*Stated goal*: Please retype the data in full and exactly; the pictures are not part of the copy.

*Dataset rows*:
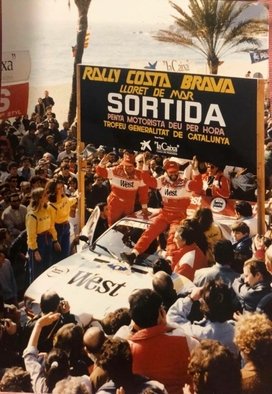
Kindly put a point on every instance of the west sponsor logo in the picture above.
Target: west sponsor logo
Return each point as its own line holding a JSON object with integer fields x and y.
{"x": 96, "y": 283}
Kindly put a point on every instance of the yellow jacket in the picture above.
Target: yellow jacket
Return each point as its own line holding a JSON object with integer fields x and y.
{"x": 37, "y": 222}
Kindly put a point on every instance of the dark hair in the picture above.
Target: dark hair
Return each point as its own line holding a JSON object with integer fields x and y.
{"x": 56, "y": 367}
{"x": 162, "y": 265}
{"x": 217, "y": 305}
{"x": 144, "y": 307}
{"x": 214, "y": 369}
{"x": 187, "y": 233}
{"x": 243, "y": 208}
{"x": 194, "y": 233}
{"x": 101, "y": 206}
{"x": 12, "y": 164}
{"x": 116, "y": 358}
{"x": 204, "y": 217}
{"x": 240, "y": 227}
{"x": 256, "y": 266}
{"x": 34, "y": 179}
{"x": 49, "y": 301}
{"x": 223, "y": 252}
{"x": 114, "y": 320}
{"x": 70, "y": 339}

*Response for this exercise*:
Kindly put a point on every instance of the west sponsor logo in the picture above.
Target: west sponsor logo
Return each point as its own line holding a JSON object with integer fields x and y.
{"x": 96, "y": 283}
Kindly put a point on every instance of the yellow jacket in the picture above.
Target: yellow jacket
Return each point as its own line holding a JSON object with integer fields x and y.
{"x": 37, "y": 222}
Kindly put a point on every instance of the dark hair in the picture above.
Target: dark hair
Return each point as its own line holding a JSON object with integer fields x and y.
{"x": 56, "y": 367}
{"x": 162, "y": 265}
{"x": 217, "y": 305}
{"x": 144, "y": 307}
{"x": 214, "y": 369}
{"x": 187, "y": 233}
{"x": 243, "y": 208}
{"x": 194, "y": 233}
{"x": 101, "y": 206}
{"x": 12, "y": 164}
{"x": 116, "y": 358}
{"x": 204, "y": 217}
{"x": 240, "y": 227}
{"x": 256, "y": 266}
{"x": 34, "y": 179}
{"x": 49, "y": 301}
{"x": 223, "y": 252}
{"x": 114, "y": 320}
{"x": 70, "y": 339}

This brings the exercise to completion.